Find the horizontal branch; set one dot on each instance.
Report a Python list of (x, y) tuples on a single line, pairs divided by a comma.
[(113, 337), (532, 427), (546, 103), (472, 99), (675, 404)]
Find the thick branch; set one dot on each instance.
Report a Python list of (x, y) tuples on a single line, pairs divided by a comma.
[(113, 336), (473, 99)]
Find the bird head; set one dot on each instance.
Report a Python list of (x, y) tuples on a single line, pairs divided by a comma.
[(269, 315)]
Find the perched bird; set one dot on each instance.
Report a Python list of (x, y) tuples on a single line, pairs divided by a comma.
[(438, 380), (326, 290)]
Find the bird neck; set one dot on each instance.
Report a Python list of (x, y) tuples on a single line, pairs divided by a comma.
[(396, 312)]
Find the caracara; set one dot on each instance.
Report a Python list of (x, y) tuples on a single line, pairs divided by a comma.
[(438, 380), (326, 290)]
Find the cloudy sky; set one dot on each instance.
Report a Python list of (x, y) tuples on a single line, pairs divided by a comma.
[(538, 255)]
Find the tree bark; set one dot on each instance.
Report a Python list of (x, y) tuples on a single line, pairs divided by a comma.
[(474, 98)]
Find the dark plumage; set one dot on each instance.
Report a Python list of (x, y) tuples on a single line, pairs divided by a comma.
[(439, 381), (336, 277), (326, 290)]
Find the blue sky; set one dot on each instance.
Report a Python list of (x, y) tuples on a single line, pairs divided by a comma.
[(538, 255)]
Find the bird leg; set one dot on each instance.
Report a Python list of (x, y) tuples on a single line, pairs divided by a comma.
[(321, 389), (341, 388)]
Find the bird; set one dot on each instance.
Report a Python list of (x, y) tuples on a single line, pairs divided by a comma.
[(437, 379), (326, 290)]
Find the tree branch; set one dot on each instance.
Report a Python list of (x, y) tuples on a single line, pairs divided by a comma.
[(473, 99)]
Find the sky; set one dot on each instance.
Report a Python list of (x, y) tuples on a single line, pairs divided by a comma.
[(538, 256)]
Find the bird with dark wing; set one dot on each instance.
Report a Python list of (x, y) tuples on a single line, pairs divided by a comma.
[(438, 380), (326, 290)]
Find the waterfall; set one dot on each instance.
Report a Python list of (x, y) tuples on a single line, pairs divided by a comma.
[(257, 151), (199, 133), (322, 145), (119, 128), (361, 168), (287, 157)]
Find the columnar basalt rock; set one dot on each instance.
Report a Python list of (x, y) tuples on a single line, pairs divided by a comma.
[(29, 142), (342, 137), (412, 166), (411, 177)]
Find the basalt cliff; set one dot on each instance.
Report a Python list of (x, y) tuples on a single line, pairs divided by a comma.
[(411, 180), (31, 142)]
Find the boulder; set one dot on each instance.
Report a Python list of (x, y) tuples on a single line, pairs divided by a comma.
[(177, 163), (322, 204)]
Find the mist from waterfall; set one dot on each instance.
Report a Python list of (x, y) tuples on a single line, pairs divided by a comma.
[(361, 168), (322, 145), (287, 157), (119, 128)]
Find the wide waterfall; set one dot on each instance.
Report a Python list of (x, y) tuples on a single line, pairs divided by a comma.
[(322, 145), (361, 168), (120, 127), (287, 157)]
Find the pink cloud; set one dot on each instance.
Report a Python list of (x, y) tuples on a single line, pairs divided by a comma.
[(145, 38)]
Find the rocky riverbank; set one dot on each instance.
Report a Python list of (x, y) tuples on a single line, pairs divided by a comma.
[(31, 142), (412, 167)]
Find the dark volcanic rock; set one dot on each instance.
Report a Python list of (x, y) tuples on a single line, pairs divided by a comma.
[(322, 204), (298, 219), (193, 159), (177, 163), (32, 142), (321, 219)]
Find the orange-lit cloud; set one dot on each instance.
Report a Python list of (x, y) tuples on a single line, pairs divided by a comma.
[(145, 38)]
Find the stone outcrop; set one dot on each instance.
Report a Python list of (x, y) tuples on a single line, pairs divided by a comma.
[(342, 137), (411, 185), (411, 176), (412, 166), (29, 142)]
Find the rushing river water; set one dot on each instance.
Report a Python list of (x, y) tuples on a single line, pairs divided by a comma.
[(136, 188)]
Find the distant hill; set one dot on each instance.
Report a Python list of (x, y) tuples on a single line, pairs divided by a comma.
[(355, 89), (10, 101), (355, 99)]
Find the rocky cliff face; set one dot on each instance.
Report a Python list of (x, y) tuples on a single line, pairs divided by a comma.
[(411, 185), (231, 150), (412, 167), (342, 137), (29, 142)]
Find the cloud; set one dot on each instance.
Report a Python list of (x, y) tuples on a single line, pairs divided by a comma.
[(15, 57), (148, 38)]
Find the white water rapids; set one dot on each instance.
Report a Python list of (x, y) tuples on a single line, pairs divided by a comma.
* * * * * * * * *
### Challenge
Rewrite the listing above, changing every "set one dot" to "place a single point" and leaving everything else unchanged.

### Worked answer
Find the horizontal branch; place a single point on each instance.
Report a Python list of (x, y) tuples on a single line, pairs divided by a comma.
[(113, 337), (532, 427), (546, 103), (472, 99), (675, 404)]
Find the thick branch; place a single point on each instance.
Report a Python list of (x, y) tuples on a single line, pairs divided by a comma.
[(113, 336), (473, 99)]
Find the bird head; place a single point on each instance.
Report a Python list of (x, y) tuples on a single line, pairs divided by a comma.
[(269, 315)]
Find the perched bird; place a single point on each instance.
Report a Python list of (x, y) tuples on a single line, pairs divided by a comma.
[(438, 380), (326, 290)]
Find the bird neck; place a single point on each instance.
Report a Python list of (x, y) tuples on a single line, pairs divided by a comma.
[(396, 312)]
Find the caracara; place a single point on each instance.
Report a Python list of (x, y) tuples on a single line, pairs divided by a comma.
[(438, 380), (326, 290)]
Find the cloudy sky; place a single point on each instance.
Report a Python list of (x, y) tuples on a single line, pairs divided by a comma.
[(538, 255)]
Find the tree bark; place a single point on each instance.
Report a Python list of (x, y) tuples on a single line, pairs divided by a comma.
[(474, 98)]
Find the dark plumage; place a single point on each instance.
Report a Python list of (x, y) tuples on a single line, pairs divided by a comma.
[(439, 381), (336, 277), (326, 290)]
Find the blue sky; place a single point on each instance.
Report a Python list of (x, y) tuples on a single line, pairs divided by a comma.
[(538, 255)]
Find the bird leg; place a single point on each instance.
Report a Python list of (x, y) tuples on a single line, pairs divided by a comma.
[(321, 389), (341, 388)]
Find the bird; place a single point on each instance.
Report a Python list of (x, y) tuples on a single line, pairs divided by a comma.
[(437, 379), (326, 290)]
Find the tree branch; place a single point on each instance.
Report a Python list of (x, y) tuples on a single line, pairs divided by a comma.
[(473, 99)]
Find the sky; place a single point on each instance.
Report a Python list of (x, y) tuples on a single line, pairs divided by a comma.
[(538, 256)]
Find the bird with dark wing; place a single point on each instance.
Report a Python list of (x, y) tuples on a single line, pairs divided by a comma.
[(438, 380), (326, 290)]
Find the waterfall; place a single point on each instance.
Report a Python list of (x, y) tuples on a single line, pairs divided by a comma.
[(257, 151), (199, 133), (322, 145), (119, 128), (361, 168), (287, 157)]
Find the columnar basalt rock; place a single point on each instance.
Report a Python list of (x, y) tuples on a single line, pairs divided by a comma.
[(29, 142), (342, 137), (412, 166), (411, 177)]
Find the basalt cliff; place a single point on each instance.
Report a Python list of (x, y) tuples on a single line, pairs divided by a comma.
[(411, 180), (31, 142)]
Find the boulder; place a single point on each instance.
Report a Python list of (x, y) tuples on a single line, pairs divided by a comma.
[(177, 163), (322, 204)]
Find the mist from waterfall; place a single point on each instance.
Report a Python list of (x, y) tuples on a single line, pairs divided by a comma.
[(361, 168), (322, 145), (287, 157), (119, 128)]
Find the wide waterfall; place a single point on each instance.
Report a Python list of (x, y) tuples on a single line, pairs divided by a comma.
[(322, 145), (361, 168), (120, 127), (287, 157)]
Find the pink cloud; place a single point on each instance.
Report a Python list of (x, y) tuples on a single line, pairs divided by a comma.
[(145, 38)]
Find the rocky riverbank; place a single point on each instance.
Report a Python list of (x, y) tuples on a single line, pairs divided by a comma.
[(31, 142), (412, 167)]
Find the dark volcanic rock; place a single point on each instance.
Report a Python list of (x, y) tuples on a single line, pairs divided by a comma.
[(322, 204), (298, 219), (193, 159), (177, 163), (32, 142), (321, 219)]
Find the orange-lit cloud; place a single point on each instance.
Report a Python list of (x, y) tuples on a single line, pairs divided by a comma.
[(145, 38)]
Find the stone outcrop; place a single point on each instance.
Report a Python list of (x, y) tuples on a single line, pairs divided by a comma.
[(342, 137), (411, 185), (411, 176), (412, 166), (29, 142)]
Find the rushing river water; place a single point on each instance.
Report a Python list of (x, y) tuples on a single line, pairs divided by a comma.
[(136, 188)]
Find the distant hill; place a single point on each instance.
Report a Python list of (x, y) tuples on a single line, pairs divided by a comma.
[(355, 89), (10, 101), (355, 99)]
Find the rocky cliff face; place a single point on each instance.
Report a Python list of (x, y) tuples on a single line, pairs divided by a comma.
[(411, 185), (231, 150), (412, 167), (342, 137), (29, 142)]
Find the cloud; place a single point on each instance.
Report a Python list of (x, y) tuples on a single line, pairs divided by a comma.
[(15, 57), (148, 38)]
Find the white water rapids; place a single point on each instance.
Report a Python list of (x, y) tuples on a single line, pairs divided by a comma.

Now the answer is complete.